* Aufgabe im Detail *
Bestimme alle Zeilen der Einträge, in denen das Wort „retriever“ vorkommt, und schreibe jede davon vollständig ab.

* Datenauflistung *
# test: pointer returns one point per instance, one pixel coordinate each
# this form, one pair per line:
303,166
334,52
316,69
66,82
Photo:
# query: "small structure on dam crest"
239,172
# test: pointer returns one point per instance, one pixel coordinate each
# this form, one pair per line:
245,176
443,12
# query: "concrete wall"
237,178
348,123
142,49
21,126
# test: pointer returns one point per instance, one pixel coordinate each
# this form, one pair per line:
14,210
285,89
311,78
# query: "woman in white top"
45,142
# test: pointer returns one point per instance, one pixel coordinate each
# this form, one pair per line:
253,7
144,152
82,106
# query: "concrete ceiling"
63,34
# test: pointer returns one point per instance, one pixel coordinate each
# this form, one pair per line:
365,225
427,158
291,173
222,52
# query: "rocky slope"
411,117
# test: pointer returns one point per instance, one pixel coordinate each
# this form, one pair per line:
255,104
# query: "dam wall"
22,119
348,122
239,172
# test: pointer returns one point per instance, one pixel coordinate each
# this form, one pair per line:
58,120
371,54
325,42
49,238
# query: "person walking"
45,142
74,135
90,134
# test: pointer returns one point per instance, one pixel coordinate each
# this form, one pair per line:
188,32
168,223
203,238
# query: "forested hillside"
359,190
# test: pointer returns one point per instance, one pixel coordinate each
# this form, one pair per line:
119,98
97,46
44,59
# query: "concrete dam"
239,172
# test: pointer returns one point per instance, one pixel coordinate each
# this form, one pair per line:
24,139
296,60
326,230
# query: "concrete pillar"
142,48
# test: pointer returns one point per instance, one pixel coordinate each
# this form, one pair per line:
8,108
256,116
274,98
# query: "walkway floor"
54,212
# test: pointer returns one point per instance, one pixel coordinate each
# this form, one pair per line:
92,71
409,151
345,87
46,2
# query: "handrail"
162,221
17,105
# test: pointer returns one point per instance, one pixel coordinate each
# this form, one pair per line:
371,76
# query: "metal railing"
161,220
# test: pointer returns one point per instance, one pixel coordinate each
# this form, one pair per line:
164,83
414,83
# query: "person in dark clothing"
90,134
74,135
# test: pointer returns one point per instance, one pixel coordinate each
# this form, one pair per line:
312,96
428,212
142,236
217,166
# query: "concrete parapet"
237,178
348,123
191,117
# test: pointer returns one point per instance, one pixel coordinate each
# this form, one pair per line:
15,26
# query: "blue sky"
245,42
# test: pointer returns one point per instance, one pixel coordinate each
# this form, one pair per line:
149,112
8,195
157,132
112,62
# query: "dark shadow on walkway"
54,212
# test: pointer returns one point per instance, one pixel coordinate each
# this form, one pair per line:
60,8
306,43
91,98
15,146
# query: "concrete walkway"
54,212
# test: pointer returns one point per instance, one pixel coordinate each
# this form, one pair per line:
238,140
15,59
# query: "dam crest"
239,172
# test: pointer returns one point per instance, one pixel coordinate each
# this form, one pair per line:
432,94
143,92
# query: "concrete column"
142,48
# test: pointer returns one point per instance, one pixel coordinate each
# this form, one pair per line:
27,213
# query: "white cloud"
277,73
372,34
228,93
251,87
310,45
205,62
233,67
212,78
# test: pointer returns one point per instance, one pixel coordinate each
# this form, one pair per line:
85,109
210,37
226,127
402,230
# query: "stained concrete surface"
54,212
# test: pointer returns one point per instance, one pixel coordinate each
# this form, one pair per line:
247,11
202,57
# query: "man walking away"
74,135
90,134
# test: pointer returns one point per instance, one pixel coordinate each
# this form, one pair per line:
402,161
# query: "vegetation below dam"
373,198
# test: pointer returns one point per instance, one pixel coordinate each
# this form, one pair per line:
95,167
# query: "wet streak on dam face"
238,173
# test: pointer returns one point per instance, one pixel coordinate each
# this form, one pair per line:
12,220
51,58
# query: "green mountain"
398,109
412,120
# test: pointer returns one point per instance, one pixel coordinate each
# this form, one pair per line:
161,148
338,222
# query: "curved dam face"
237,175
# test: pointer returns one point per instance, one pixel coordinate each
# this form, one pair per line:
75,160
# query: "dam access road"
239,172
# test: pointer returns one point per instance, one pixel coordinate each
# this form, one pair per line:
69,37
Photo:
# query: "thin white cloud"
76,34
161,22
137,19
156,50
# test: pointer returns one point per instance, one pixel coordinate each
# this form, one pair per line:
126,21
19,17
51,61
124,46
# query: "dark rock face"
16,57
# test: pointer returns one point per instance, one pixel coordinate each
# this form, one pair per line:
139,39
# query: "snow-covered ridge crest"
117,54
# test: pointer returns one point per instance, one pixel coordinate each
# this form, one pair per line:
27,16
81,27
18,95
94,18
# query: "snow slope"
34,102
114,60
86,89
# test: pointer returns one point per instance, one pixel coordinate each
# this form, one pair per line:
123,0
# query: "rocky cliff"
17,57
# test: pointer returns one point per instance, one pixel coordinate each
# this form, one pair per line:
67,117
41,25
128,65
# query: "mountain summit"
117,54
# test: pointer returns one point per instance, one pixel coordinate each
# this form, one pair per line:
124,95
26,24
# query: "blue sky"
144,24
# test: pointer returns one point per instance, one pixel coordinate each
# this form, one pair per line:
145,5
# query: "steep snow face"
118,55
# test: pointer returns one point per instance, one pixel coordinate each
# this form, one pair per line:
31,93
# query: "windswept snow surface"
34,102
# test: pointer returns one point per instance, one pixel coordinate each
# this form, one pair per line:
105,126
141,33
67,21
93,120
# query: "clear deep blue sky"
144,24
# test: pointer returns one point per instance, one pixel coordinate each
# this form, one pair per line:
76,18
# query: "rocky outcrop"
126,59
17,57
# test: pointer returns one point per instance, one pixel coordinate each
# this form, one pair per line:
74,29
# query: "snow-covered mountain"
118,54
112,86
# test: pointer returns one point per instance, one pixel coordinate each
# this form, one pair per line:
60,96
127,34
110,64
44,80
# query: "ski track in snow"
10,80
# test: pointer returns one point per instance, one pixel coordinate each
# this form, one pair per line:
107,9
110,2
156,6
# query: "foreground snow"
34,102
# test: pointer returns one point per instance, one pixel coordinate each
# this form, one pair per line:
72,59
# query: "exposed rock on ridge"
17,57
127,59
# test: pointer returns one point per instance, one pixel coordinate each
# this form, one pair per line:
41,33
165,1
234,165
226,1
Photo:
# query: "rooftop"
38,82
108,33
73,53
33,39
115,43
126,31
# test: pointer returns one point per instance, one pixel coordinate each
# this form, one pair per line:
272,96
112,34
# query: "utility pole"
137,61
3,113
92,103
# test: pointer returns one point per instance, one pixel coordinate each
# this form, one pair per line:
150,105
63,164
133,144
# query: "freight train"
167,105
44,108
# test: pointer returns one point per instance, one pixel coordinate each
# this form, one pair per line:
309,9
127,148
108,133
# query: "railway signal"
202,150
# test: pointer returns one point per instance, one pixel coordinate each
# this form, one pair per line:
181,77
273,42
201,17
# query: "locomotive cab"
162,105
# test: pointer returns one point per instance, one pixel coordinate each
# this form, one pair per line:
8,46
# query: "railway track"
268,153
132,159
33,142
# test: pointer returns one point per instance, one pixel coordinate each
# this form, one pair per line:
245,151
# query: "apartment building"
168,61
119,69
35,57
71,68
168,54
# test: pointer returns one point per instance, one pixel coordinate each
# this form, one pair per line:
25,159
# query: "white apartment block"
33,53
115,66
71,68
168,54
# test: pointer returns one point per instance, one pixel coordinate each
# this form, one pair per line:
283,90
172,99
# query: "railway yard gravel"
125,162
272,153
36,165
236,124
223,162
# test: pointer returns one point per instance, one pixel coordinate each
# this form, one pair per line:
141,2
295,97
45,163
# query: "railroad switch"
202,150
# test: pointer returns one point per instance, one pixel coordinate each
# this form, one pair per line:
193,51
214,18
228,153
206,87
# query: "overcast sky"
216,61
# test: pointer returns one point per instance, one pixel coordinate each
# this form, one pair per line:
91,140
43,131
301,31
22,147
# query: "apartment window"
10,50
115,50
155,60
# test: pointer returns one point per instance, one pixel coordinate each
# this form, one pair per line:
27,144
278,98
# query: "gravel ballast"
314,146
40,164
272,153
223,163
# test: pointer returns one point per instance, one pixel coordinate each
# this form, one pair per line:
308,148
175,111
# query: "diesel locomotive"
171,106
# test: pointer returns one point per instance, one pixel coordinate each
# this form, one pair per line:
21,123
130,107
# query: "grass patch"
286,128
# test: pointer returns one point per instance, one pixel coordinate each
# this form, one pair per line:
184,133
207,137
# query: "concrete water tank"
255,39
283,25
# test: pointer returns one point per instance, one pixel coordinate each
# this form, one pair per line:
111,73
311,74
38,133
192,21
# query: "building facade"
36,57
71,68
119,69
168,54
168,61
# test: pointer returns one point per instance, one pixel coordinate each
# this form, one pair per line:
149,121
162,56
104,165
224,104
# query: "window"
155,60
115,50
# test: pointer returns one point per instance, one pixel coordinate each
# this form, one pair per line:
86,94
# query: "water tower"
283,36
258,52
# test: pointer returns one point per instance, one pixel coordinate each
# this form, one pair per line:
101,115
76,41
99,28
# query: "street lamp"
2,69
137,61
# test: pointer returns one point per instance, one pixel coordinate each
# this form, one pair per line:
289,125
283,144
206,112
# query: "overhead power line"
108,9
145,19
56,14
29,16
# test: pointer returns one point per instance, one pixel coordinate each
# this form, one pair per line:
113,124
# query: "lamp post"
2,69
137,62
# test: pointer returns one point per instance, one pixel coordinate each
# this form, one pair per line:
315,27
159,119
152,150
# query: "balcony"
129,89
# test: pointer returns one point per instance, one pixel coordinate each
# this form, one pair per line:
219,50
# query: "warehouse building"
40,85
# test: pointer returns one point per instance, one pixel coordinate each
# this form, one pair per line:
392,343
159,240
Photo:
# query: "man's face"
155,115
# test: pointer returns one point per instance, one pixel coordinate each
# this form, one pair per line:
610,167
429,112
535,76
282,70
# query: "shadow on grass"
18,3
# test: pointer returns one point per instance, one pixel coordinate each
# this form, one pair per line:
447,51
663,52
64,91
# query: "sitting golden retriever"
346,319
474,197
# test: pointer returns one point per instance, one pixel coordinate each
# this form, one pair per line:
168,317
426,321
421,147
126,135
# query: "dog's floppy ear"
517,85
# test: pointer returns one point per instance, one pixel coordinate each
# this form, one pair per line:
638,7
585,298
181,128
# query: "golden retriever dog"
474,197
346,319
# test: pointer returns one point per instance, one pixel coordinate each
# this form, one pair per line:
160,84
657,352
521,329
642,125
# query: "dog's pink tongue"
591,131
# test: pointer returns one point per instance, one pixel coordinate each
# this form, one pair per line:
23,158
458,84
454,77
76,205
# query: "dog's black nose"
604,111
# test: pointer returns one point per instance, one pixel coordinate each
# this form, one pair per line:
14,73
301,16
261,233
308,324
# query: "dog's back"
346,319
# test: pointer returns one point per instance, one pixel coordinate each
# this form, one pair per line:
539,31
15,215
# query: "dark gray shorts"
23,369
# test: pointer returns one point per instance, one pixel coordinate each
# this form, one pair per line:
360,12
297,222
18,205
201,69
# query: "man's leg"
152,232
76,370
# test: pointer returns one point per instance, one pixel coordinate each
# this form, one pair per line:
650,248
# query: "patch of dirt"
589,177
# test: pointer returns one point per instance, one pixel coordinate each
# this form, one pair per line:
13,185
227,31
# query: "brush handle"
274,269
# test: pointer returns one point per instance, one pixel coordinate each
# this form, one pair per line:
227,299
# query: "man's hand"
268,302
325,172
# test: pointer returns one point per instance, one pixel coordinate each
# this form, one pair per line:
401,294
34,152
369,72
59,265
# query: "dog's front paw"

* Lösung der Aufgabe *
# query: "sitting golden retriever"
# query: "golden retriever dog"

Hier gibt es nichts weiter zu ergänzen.